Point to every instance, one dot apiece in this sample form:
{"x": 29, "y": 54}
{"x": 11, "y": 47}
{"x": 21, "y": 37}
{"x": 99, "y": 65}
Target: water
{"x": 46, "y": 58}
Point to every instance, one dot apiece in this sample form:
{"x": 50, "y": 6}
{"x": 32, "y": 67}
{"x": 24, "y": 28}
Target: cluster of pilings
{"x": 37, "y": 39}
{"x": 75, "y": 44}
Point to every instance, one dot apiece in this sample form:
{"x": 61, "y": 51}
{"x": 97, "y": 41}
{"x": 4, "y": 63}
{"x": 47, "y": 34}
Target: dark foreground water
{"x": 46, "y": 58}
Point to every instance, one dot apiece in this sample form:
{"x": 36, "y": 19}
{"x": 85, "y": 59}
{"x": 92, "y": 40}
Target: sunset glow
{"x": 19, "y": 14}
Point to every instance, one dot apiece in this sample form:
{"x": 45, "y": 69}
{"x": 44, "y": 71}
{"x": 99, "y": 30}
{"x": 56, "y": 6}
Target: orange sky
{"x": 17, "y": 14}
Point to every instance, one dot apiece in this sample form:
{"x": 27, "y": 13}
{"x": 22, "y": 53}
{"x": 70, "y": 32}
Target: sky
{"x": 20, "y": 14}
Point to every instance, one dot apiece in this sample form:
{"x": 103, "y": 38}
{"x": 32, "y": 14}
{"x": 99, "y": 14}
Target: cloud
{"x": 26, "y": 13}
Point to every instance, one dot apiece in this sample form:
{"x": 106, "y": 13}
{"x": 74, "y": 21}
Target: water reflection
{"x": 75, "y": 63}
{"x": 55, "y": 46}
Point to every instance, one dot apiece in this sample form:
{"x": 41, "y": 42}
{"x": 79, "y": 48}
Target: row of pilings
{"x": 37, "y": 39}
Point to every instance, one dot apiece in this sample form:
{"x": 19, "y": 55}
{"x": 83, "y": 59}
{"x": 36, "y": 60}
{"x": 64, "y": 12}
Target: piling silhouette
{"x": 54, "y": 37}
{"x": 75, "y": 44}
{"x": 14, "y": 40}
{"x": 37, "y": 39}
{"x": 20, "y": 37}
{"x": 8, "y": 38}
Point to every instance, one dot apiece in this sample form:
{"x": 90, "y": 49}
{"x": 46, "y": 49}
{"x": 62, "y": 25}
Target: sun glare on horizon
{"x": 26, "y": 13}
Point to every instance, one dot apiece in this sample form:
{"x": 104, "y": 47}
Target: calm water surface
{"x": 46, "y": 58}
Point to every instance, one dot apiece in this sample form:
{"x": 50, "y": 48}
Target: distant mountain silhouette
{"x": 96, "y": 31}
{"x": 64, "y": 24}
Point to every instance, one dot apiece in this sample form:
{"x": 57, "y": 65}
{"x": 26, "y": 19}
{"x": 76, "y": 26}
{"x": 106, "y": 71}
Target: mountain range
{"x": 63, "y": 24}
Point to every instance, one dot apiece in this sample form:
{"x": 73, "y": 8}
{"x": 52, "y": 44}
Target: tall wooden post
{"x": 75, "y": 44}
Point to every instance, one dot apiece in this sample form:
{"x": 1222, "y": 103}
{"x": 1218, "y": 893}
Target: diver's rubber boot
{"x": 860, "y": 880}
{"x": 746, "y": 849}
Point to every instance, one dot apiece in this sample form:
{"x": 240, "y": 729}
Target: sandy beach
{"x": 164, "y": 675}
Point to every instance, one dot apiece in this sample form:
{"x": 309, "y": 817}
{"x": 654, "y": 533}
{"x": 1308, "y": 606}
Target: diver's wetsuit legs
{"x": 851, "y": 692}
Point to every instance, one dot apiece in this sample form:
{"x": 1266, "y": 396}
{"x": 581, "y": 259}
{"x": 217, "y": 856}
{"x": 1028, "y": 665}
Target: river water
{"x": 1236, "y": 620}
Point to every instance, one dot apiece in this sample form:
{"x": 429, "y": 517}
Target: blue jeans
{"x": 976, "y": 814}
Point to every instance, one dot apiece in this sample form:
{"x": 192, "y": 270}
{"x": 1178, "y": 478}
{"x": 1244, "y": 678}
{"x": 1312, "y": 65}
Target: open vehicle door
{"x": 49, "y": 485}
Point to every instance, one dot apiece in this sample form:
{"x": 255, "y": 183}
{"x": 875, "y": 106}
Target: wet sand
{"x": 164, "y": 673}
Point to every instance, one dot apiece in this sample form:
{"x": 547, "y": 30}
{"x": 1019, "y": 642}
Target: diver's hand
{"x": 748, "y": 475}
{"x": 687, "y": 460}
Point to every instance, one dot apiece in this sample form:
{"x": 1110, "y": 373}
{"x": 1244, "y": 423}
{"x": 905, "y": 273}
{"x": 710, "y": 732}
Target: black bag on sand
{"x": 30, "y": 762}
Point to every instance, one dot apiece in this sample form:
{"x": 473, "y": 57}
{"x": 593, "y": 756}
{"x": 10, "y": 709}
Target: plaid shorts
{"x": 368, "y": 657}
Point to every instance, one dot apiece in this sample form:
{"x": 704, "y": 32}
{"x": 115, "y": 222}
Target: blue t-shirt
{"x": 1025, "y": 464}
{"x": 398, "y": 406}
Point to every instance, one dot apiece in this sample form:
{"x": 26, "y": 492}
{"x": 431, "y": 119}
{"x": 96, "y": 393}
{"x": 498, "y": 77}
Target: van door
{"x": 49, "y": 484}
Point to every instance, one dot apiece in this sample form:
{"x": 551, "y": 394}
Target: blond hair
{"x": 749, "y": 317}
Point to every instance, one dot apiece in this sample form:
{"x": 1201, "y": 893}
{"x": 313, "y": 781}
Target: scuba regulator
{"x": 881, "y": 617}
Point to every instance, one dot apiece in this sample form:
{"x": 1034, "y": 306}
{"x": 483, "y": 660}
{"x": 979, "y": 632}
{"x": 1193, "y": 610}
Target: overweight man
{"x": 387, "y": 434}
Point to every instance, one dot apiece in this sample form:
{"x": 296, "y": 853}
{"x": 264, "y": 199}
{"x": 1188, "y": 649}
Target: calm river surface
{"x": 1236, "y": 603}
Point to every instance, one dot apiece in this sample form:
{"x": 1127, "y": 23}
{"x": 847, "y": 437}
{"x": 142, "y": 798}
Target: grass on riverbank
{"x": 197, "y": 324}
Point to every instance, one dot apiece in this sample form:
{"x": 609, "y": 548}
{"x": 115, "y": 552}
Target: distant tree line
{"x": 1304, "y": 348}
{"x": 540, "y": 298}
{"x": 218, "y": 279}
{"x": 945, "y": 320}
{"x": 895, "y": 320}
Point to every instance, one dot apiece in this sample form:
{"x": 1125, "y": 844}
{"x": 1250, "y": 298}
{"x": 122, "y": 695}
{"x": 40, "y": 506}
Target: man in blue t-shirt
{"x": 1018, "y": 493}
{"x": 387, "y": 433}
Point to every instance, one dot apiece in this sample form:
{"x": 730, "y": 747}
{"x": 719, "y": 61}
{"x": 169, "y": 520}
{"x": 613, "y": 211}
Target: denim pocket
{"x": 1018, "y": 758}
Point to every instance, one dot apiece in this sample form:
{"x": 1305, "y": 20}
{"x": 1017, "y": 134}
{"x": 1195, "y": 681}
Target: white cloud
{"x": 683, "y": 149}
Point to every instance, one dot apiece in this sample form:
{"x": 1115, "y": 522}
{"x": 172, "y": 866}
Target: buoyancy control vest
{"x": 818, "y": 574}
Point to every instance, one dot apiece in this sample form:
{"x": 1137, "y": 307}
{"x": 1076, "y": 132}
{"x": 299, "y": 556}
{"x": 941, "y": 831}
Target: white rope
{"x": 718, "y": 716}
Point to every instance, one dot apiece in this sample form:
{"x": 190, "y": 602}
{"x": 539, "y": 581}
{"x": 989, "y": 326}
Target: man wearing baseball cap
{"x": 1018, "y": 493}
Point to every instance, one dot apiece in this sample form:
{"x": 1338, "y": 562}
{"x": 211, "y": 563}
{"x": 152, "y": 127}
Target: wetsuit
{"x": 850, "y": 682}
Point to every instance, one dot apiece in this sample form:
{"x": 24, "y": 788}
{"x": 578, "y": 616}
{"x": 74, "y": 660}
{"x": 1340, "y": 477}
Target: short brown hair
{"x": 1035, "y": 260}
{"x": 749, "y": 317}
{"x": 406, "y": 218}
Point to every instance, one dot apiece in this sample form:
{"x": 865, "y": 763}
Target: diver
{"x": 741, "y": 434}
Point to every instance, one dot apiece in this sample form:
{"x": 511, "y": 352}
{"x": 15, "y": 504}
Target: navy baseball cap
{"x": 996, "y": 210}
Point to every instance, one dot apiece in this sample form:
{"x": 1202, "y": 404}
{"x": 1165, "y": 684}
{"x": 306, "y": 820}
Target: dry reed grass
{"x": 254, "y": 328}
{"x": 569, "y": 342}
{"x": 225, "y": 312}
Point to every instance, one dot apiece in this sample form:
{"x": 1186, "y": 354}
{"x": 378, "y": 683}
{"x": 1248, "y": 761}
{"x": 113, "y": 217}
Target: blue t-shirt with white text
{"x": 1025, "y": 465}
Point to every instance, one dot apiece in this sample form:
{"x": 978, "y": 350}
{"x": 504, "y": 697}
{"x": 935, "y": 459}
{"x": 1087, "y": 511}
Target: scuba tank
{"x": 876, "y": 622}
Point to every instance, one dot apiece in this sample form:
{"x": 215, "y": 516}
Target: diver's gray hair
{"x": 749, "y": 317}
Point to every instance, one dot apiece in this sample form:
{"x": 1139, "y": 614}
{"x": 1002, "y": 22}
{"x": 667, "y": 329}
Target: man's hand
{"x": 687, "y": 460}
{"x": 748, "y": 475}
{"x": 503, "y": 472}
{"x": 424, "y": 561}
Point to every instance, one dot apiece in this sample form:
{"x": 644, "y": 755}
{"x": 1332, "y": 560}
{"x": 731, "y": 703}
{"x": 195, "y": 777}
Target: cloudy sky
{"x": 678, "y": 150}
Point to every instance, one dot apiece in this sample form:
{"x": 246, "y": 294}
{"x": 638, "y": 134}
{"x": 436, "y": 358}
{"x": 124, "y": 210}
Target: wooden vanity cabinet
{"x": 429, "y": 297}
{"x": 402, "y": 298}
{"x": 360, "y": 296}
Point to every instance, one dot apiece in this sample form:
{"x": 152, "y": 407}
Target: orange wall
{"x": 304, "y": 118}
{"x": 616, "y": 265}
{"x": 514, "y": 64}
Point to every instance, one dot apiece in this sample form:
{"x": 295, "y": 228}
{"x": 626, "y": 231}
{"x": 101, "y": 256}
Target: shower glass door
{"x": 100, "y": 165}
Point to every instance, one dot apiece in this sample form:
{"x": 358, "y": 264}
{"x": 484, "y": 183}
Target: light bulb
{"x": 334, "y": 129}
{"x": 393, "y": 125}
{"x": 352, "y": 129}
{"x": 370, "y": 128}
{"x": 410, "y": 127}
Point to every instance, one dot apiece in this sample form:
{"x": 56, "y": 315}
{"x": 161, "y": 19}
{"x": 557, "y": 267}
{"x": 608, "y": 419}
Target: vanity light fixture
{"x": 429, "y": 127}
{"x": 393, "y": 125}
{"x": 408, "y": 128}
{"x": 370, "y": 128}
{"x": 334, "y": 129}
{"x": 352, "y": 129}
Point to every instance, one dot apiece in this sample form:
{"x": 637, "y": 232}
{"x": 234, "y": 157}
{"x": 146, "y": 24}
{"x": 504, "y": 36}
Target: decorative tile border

-------

# [Given exercise]
Copy out every line in the entries above that contains the string "grass", matching case exactly.

# [Written solution]
Target: grass on riverbank
Target: dry reed grass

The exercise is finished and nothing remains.